**GOAL**
Recast the lines below as a Markdown table with the columns Row and Line, numbering each row in order and omitting any blank lines.

**EXCERPTED RECORDS**
▼
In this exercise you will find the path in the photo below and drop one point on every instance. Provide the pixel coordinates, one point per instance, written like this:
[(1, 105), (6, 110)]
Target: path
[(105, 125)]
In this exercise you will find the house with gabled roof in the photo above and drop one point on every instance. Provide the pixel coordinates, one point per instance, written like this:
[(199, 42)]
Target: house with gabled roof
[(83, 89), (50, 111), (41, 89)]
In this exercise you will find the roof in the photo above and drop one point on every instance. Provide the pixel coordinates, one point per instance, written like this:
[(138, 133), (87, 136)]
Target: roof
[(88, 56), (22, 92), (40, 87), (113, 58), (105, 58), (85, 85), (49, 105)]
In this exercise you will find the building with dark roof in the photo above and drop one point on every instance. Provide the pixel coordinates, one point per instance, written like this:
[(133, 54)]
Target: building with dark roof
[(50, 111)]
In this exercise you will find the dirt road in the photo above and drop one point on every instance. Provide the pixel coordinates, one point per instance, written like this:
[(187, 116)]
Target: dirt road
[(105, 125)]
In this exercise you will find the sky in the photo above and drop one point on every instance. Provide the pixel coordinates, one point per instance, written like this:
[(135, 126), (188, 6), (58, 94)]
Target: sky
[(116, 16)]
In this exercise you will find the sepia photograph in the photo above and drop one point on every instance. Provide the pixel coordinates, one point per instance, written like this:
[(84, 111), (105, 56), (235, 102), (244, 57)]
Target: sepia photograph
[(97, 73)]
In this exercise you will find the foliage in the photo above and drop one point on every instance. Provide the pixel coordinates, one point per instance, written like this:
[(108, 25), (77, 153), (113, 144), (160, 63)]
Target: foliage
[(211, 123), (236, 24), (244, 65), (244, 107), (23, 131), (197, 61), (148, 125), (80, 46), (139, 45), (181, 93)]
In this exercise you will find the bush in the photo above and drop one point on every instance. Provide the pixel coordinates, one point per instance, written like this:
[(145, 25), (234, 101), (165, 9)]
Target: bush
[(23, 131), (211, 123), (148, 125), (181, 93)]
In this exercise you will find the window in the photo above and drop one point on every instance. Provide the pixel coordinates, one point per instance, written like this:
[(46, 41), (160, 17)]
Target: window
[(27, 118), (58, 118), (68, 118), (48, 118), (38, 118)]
▲
**FULL SOLUTION**
| Row | Line |
|---|---|
| 1 | In this exercise you will find the path in the photo below and drop one point on every instance. Provide the pixel coordinates, one point per instance, written like this: |
| 2 | [(1, 105), (6, 110)] |
| 3 | Target: path |
| 4 | [(105, 125)] |
| 5 | In this exercise you will find the house with gabled roof in the photo above and drop one point on every instance. Provide the pixel coordinates, one point per instance, written like this: |
| 6 | [(199, 42)] |
| 7 | Target: house with gabled roof |
| 8 | [(83, 89), (50, 111), (41, 89)] |
| 9 | In this exercise you will find the roof in the photo above and drop one point on every instance. Provide the pixel coordinates, one point per instance, written like this: |
| 10 | [(138, 133), (87, 136)] |
| 11 | Target: roof |
| 12 | [(88, 56), (22, 92), (40, 87), (113, 58), (105, 58), (85, 85), (49, 105)] |
| 13 | In this exercise you will find the building with dark roof in the photo above and drop one point on every instance. Provide the pixel coordinates, one point per instance, written like this: |
| 14 | [(133, 54)] |
| 15 | Target: building with dark roof |
| 16 | [(50, 111)] |
| 17 | In this exercise you will find the dirt road in the photo above and drop one point on every instance. Provide the pixel coordinates, one point per instance, written like this: |
| 18 | [(187, 116)] |
| 19 | Target: dirt road |
| 20 | [(105, 125)] |
| 21 | In this exercise you will find the sky in the photo above and drop one point on every instance. Provide the pixel coordinates, one point per instance, written like this: |
| 22 | [(135, 126), (188, 6), (58, 94)] |
| 23 | Target: sky |
| 24 | [(116, 16)] |
| 25 | In this exercise you will find the sepia photograph in the photo above and drop one point on every instance. Provide the pixel coordinates, one point per instance, written like this: |
| 26 | [(84, 111), (105, 56), (235, 102), (244, 57)] |
| 27 | Target: sepia photograph |
| 28 | [(97, 73)] |
| 29 | In this exercise you will find the foliage in the photo above and drop one point on every instance. Provide the pixel coordinates, one point per instance, written like this: |
| 30 | [(108, 25), (77, 153), (113, 144), (160, 63)] |
| 31 | Target: foliage |
| 32 | [(211, 123), (236, 24), (244, 65), (244, 107), (23, 131), (197, 61), (148, 125), (80, 46), (139, 45), (181, 93)] |
| 33 | In this exercise you will find the bush in the photo above and drop one point on every instance. Provide the pixel coordinates, one point per instance, written like this: |
| 34 | [(145, 25), (234, 101), (165, 9)] |
| 35 | Target: bush |
| 36 | [(23, 131), (211, 123), (148, 125), (181, 93)] |
| 37 | In this exercise you will find the window in the photo above and drop one point on every instance. Provide the pixel coordinates, one point per instance, written like this: |
| 38 | [(46, 41), (160, 17)] |
| 39 | Target: window |
| 40 | [(27, 118), (58, 118), (68, 118), (48, 118), (38, 118)] |